**** Supplied information
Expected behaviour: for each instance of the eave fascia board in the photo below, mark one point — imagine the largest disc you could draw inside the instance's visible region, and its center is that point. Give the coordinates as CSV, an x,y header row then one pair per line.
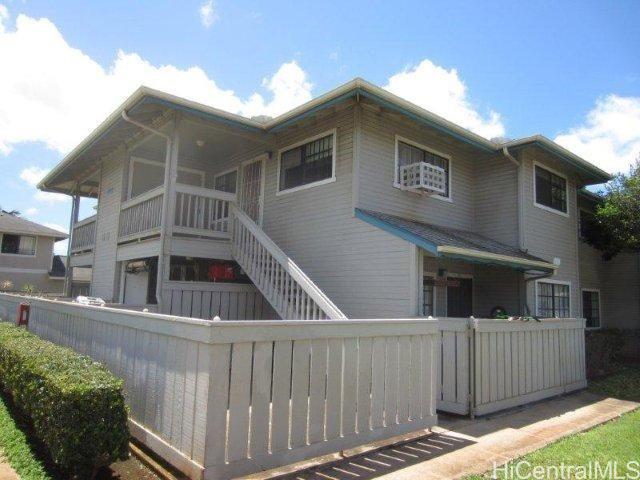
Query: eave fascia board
x,y
398,232
489,258
599,175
********
### Problem statement
Reproduce the listing above word for word, leaving out the pictures.

### The completed task
Expected behaviour: for each instance of the eave fascia board in the photo below, mark one point — imagine the largest disc you could draw inside the instance's visible region, and its center is that point. Give the coordinates as CSV, an x,y header row then one pair per line.
Query: eave fascia board
x,y
398,232
489,258
599,175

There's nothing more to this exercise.